### TASK REQUIREMENTS
Consider the records below. How many of their lines include the word "bird"? State the number and nothing else.

### SOURCE INFORMATION

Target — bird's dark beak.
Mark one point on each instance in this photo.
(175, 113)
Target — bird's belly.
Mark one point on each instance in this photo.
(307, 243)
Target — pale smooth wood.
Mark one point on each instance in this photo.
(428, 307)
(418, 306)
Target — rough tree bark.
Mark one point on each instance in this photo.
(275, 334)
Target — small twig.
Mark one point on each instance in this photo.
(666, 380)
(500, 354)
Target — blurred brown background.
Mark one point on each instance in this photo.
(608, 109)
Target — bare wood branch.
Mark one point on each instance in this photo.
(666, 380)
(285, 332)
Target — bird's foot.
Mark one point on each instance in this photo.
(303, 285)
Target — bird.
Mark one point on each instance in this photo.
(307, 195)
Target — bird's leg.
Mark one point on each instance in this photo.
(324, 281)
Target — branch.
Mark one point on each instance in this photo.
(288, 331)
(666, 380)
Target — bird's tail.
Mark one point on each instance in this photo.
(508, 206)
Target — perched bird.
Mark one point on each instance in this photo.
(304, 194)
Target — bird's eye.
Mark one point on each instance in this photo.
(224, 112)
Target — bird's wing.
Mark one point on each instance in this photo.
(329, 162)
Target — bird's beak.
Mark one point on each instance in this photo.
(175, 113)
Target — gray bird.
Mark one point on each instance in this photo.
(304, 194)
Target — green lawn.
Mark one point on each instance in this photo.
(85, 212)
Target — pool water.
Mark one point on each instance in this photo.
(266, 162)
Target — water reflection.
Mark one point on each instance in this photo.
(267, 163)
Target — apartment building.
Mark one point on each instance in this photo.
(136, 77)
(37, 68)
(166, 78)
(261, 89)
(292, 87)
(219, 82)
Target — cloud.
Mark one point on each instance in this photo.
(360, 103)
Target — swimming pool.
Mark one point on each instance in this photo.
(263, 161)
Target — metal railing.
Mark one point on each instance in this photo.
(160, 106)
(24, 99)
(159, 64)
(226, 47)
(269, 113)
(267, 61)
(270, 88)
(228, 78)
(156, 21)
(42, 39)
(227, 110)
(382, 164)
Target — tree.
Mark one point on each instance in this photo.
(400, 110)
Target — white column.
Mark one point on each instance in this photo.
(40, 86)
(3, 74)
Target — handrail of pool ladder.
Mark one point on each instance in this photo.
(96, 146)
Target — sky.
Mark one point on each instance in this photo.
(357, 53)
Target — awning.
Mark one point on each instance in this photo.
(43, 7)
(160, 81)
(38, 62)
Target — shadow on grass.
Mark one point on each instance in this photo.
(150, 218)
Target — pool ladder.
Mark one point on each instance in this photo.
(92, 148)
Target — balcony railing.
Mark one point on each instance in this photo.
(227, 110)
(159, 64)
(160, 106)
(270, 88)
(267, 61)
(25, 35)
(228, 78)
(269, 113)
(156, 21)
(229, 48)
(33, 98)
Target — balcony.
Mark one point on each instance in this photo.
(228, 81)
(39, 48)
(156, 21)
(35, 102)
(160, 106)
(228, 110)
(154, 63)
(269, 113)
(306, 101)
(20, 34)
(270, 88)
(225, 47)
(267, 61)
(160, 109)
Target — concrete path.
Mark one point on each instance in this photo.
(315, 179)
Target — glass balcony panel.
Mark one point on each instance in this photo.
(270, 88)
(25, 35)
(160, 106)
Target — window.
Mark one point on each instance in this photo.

### RESPONSE
11